In the listing below, pick out lines with "coordinates".
---------- Records for the exercise ----------
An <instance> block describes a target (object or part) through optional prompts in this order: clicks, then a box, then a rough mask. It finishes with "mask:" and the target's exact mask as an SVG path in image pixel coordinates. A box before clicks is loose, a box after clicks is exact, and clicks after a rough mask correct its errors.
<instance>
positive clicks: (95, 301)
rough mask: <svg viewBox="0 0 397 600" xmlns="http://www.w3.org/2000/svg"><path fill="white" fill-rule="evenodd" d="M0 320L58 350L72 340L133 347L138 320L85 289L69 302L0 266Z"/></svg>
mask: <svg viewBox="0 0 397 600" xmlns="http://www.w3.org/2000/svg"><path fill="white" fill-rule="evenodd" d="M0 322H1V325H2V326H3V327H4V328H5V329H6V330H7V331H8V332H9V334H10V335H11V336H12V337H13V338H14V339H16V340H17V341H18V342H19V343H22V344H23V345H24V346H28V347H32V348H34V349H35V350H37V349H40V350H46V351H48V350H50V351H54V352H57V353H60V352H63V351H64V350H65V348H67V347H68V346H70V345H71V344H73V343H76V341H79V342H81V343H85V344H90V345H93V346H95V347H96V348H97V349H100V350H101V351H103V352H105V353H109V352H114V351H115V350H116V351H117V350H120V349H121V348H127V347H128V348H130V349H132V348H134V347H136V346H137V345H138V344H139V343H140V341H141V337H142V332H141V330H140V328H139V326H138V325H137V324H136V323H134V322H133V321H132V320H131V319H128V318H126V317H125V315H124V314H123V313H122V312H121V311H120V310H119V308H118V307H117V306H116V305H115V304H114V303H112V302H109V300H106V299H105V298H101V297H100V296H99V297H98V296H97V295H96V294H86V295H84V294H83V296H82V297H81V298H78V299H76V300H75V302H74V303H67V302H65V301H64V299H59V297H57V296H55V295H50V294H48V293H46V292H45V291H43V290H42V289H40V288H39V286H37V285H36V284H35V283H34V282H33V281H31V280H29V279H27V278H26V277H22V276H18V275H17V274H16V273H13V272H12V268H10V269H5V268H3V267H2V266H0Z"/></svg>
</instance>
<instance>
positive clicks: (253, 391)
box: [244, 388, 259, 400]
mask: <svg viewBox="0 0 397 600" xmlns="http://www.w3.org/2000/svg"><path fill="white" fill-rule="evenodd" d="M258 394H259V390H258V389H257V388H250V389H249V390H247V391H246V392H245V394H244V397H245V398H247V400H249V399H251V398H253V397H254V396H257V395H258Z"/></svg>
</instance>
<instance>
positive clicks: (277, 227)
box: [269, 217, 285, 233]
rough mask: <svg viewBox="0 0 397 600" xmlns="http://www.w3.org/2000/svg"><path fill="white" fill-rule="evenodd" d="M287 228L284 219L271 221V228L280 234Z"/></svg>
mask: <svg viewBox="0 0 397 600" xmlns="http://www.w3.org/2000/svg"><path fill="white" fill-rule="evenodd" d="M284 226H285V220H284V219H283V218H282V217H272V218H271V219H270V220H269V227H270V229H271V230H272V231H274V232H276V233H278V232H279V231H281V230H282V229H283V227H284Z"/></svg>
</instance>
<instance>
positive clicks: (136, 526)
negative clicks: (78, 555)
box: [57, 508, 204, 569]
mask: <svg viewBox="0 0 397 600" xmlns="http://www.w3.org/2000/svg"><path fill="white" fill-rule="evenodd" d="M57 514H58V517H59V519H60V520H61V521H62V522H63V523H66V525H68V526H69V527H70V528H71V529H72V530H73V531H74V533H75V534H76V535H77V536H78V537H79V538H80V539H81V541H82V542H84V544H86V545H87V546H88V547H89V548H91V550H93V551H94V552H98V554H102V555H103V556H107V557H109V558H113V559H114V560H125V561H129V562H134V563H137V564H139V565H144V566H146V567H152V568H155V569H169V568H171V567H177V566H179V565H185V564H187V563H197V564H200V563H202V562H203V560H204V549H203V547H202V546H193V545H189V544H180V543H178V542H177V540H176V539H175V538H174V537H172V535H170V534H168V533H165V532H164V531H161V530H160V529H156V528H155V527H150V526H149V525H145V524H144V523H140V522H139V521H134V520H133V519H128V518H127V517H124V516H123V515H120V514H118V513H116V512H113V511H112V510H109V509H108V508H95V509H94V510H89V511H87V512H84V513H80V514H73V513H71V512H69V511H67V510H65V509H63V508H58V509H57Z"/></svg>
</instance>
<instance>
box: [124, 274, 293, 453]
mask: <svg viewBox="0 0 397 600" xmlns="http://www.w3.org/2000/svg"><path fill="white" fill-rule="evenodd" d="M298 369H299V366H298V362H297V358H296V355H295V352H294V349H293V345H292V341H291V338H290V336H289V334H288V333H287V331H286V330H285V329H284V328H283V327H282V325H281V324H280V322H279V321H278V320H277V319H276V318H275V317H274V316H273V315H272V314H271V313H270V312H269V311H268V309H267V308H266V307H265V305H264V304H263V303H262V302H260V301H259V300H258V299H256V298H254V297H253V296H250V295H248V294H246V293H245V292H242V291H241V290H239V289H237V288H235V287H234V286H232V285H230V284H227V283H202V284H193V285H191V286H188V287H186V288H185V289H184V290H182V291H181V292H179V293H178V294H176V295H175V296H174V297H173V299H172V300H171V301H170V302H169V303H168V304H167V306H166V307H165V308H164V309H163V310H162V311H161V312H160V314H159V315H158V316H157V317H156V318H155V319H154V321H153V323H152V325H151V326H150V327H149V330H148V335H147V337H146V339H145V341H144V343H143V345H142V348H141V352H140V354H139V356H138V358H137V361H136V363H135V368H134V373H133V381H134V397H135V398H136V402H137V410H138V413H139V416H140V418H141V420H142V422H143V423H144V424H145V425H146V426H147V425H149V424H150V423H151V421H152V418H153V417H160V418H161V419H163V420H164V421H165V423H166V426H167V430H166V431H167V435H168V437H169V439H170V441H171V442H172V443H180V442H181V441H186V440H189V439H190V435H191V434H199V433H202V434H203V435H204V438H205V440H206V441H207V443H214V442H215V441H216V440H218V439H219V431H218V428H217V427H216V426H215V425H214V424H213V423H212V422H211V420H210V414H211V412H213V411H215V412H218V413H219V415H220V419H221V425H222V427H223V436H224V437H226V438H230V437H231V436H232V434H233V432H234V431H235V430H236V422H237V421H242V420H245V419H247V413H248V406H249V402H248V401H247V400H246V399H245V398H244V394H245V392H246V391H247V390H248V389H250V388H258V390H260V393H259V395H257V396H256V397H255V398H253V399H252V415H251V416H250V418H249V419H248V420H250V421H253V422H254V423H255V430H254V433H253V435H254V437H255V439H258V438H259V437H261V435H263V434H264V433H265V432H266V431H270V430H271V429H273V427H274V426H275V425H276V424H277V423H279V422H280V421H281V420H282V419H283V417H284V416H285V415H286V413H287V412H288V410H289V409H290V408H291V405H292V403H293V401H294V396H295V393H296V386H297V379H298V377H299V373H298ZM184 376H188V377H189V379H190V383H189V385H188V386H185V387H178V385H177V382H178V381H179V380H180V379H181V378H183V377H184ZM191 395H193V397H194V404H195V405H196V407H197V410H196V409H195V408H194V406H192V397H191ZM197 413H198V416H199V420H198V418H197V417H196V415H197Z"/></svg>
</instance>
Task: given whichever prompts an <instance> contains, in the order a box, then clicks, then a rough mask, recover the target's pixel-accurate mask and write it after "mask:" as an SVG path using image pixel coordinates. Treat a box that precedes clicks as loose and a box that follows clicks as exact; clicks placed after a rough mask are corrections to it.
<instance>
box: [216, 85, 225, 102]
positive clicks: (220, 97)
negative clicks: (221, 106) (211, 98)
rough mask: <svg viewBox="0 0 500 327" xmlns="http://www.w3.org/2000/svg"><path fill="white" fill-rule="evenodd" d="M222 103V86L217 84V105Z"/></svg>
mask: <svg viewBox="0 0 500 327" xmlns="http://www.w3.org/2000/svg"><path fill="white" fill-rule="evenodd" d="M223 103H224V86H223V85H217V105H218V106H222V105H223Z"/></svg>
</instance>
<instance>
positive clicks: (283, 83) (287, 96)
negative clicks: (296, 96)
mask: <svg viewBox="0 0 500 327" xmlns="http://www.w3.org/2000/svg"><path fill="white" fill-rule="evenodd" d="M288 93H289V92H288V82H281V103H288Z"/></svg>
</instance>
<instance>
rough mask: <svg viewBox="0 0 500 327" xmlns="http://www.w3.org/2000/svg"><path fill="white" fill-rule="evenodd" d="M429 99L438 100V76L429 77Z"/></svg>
----------
(Reply to the task)
An <instance> block describes a target (object or part) through optional prompts in this order: clicks, then a box, then a rough mask. It finishes with "mask:" and the target's exact mask as an SVG path in image pixel coordinates. A box before clicks is loose, a box after clicks is exact, and clicks after a rough mask correct its errors.
Task: given whichever prompts an <instance> contains, in the order a box, then clicks, then a rough mask, recover the target's pixel-accurate mask and write it after "mask:" as an SVG path using image pixel coordinates. Treat a box that precedes clicks as loose and a box that follows clicks as exact; clicks placed after a rough mask are corrections to it.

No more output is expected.